_Dataset entries_
◇ ◇ ◇ ◇

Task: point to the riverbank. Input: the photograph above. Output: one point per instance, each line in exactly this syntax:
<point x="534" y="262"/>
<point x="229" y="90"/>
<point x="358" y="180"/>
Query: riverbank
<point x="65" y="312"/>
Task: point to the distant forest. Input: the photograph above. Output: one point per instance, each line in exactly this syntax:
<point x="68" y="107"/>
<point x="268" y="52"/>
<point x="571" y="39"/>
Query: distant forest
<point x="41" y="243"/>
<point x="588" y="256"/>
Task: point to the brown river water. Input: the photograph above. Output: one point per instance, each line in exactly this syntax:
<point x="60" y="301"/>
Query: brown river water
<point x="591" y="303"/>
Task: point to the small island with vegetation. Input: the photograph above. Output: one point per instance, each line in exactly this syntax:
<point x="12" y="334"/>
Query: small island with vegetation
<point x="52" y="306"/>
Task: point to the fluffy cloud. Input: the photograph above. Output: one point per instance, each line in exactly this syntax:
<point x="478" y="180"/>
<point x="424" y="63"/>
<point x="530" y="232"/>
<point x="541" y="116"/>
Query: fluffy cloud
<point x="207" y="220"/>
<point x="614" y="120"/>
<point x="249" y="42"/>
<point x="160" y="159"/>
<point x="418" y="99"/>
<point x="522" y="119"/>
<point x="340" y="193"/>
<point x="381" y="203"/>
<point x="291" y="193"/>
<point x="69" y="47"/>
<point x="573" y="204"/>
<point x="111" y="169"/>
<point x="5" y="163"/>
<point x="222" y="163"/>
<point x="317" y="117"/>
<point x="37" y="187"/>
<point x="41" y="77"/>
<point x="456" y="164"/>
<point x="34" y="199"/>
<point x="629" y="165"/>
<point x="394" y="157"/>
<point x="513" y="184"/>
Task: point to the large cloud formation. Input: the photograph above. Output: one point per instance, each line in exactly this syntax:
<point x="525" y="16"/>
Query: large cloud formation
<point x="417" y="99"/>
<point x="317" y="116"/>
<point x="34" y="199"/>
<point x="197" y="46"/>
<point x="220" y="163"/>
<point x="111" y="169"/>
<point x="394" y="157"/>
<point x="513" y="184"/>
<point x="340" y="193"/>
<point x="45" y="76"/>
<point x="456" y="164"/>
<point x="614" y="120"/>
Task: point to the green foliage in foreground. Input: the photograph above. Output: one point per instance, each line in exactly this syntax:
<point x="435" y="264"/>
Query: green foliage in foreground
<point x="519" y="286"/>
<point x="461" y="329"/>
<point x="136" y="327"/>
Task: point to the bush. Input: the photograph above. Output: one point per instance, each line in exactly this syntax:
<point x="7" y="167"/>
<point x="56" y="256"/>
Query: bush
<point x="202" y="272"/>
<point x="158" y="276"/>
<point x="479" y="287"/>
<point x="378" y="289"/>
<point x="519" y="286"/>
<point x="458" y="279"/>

◇ ◇ ◇ ◇

_What you have to do_
Beginning with the line that contains "Query: large cloud formation", set down every line through the end of the data without change.

_Output for this task_
Query: large cloud formation
<point x="417" y="99"/>
<point x="317" y="116"/>
<point x="34" y="199"/>
<point x="197" y="46"/>
<point x="220" y="163"/>
<point x="111" y="169"/>
<point x="394" y="157"/>
<point x="513" y="184"/>
<point x="340" y="193"/>
<point x="45" y="76"/>
<point x="456" y="164"/>
<point x="614" y="120"/>
Task: point to the green foliage in foreground. Input: the photograph above. Output: one point per instance, each line in exactly this syntax:
<point x="435" y="264"/>
Query: green foliage in foreground
<point x="519" y="286"/>
<point x="461" y="329"/>
<point x="136" y="327"/>
Task: point to the bush. Input: the photograph above. Output: one point per instance, each line in exactly this syntax:
<point x="7" y="167"/>
<point x="56" y="256"/>
Query: bush
<point x="202" y="272"/>
<point x="158" y="276"/>
<point x="479" y="287"/>
<point x="378" y="289"/>
<point x="519" y="286"/>
<point x="458" y="279"/>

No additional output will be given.